Saved entries:
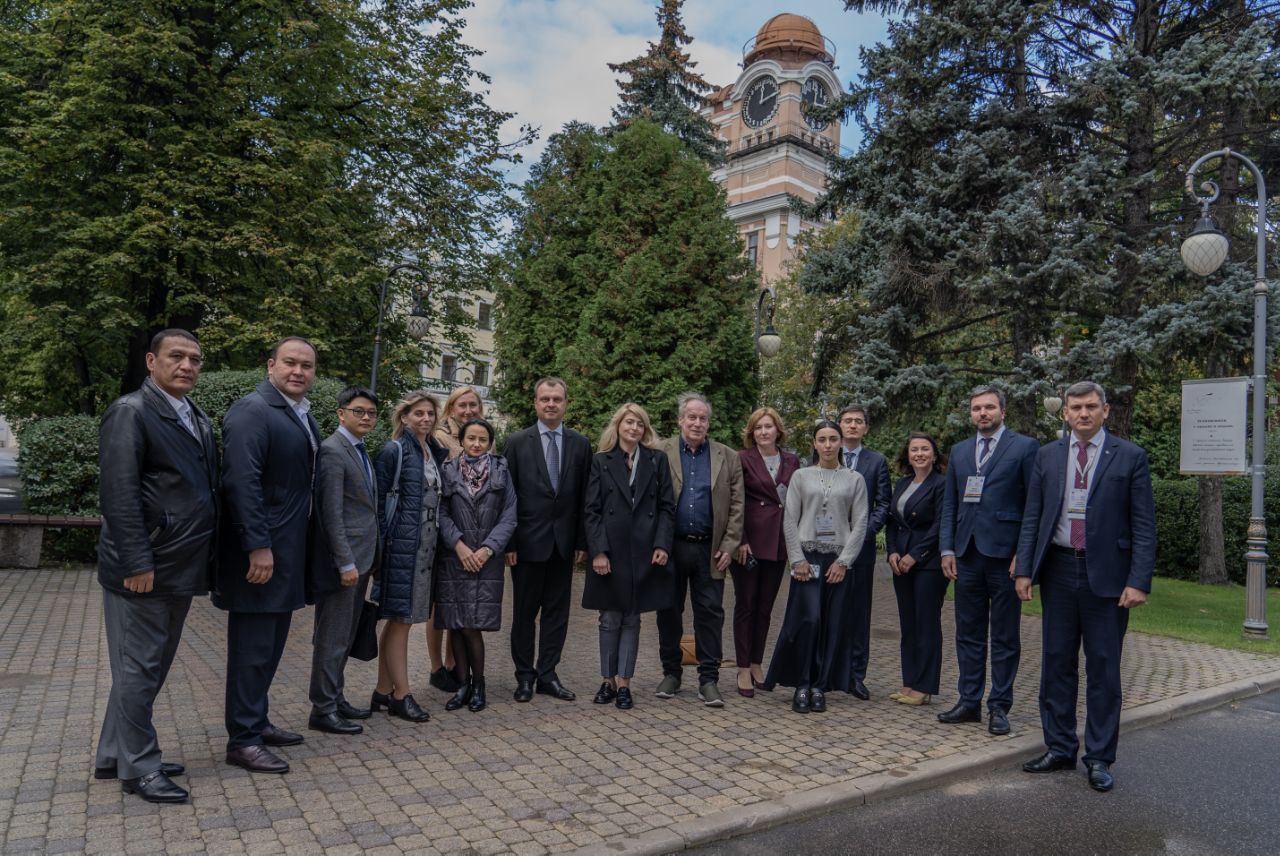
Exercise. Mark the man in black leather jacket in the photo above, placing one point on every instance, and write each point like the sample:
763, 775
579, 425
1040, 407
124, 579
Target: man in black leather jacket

■ Work required ■
Output every line of the entries above as a Markdown table with the columns Row and Line, numbering the rows and skipping blank lines; please leave the pictures out.

■ Exercise answer ■
| Row | Line |
|---|---|
| 1 | Exercise. Mark the man in black leather jacket in the photo above, placing one point on every instance, and write each point like the sample: |
| 2 | 763, 775 |
| 3 | 579, 425 |
| 4 | 1040, 407 |
| 5 | 124, 579 |
| 6 | Target: man in black leather jacket |